Students share concern for cost of parking, lack of spots on campus

Jasmine Jones

UMKC commuter student Angel Rojas walks half a mile every day for class.

Rojas, a senior biology major, says he used to purchase a parking pass, but didn’t get one this semester because he could never find parking.

“I refuse to buy a parking pass,” said Rojas. “I park on the street now, but when I had one, I could never find a spot, and just ended up parking on the street anyways, which is free. Now, thanks to my phone tracking my steps, I realized I’ve been walking about half a mile from my car to class each day, which is kind of ridiculous.”

Like Rojas, other students are disgruntled about the lack of available parking. Those who have purchased parking passes often have to leave their homes well in advance of class for the chance of getting a decent parking spot.

“I have to leave my house over an hour early,” said Cheyanna Hylton, another biology student. “If I leave my house at the 40-minute mark, I for sure won’t make it in time. Between the drive time, traffic, then trying to find a parking spot, I have to be sure I make it to class on time, which sometimes doesn’t always happen.”

Rojas and Hylton have both missed attendance points for not being on time to class.

“Some teachers give attendance points, and if you’re late after five minutes, you don’t get those points, which add up at the end,” said Hylton.

**What you will do**. Rewrite the article on campus parking, everything from "Students share concern" down to "day for class.", with "commuter student" changed to "commuting student". Rely on the text alone.

**Records from a data source**.
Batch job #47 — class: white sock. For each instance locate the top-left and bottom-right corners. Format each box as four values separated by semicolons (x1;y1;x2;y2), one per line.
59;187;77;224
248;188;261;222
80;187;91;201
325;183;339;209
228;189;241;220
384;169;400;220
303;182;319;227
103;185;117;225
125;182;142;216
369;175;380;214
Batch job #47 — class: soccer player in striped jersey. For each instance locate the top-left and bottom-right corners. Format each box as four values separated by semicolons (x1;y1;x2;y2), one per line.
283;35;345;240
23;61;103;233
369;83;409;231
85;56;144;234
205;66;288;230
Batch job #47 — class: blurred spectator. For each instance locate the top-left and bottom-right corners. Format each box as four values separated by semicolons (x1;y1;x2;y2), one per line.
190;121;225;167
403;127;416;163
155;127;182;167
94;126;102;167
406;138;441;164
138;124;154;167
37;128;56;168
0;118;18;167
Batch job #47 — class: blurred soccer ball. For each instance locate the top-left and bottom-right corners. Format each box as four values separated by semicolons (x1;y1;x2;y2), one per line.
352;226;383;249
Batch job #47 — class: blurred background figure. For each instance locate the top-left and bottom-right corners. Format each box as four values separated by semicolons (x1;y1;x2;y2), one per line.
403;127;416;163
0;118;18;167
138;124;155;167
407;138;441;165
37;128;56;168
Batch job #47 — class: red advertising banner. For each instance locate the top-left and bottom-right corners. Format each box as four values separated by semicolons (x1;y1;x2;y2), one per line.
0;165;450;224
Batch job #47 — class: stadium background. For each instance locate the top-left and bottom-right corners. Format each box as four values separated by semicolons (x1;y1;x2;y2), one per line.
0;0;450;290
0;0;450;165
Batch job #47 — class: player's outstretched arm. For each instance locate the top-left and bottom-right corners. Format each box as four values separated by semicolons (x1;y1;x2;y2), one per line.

**Your response**.
Students share concern for cost of parking, lack of spots on campus

Jasmine Jones

UMKC commuting student Angel Rojas walks half a mile every day for class.